**WYMAGANIA ZADANIA:** Na podstawie recenzji powieści „Wróżda” podaj, ile lat miała córeczka Joanny, którą jej odebrano.

**TEKST DO CZYTANIA:**
+===+
STANISŁAW BUBIN
Powieść Agaty Kunderman przeczytałem w niespełna dwa dni – z ostrożnym, nieufnym nastawieniem, że mogę się jednak rozczarować. Tak już mam, że kiedy czytam rekomendacje o genialności publikacji, włącza mi się w głowie czerwone światełko. Może to opinia na wyrost? Prawa rynku każą przecież lukrować każdą nowość, zwłaszcza debiut. Od razu jednak powiem, że zapewnienia wydawcy nie były przesadne. Udał się start nowej pisarce, jej thriller trzyma w napięciu jak należy, tempo i emocje rosną w miarę lektury, a rozwiązanie zagadki zaskakuje. Trzeba czegoś więcej? Byłby z tej „Wróżdy” dobry film sensacyjny, na przykład z Aleksandrą Adamską („Skazana”, „Pati”) w roli Joanny, głównej bohaterki. Ale na razie to pobożne życzenia.
Skoro mowa o wiodącej bohaterce Joannie, to dodam, że nie polubiłem jej całkowicie i bezwarunkowo. Jest kobietą wkurzającą, irytującą, zapatrzoną w siebie. Ale tak jest, gdy się ocenia człowieka na zimno, z dystansu. Trudno powiedzieć, jak zachowałby się każdy z nas w jej sytuacji, czy potrafilibyśmy utrzymywać jasność myślenia, powściągać emocje, nie reagować impulsywnie i nerwowo. Czasami miałem wrażenie, że jest po prostu straszliwą egoistką, nastawioną wyłącznie na siebie, nie przyjmującą niczyich racji. Ale jak mówię – czasami! Bo zaraz mitygowałem się, że przecież ta kobieta przeszła przez piekło, miała prawo do takich zachowań. Była matką, której odebrano najcenniejszy skarb, czteroletnią córeczkę jedynaczkę. A kiedy z nadmiaru wrażeń pękł jej w głowie tętniak i wylądowała w szpitalu, dostała po dojściu do siebie urnę z prochami dziewczynki i informację o numerze kwatery na lokalnym cmentarzu. Później był jeszcze rozwód i w następstwie wszystkich wydarzeń ciężka depresja, okupiona fizycznym wyniszczeniem i myślami samobójczymi. Utrata dziecka, pięć faz żałoby, potworny ból… Joanna miała prawo irytować otoczenie i nadużywać zaimka „mój, moja, mojego” w myślach, mowach i uczynkach. Cud, że się jakoś pozbierała i podjęła decyzję o zamknięciu tego rozdziału życia.
+===+
**PODANY MATERIAŁ:**
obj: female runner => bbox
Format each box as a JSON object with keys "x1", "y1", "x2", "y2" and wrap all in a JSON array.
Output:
+===+
**ROZWIĄZANIE ZADANIA:** Miała cztery lata.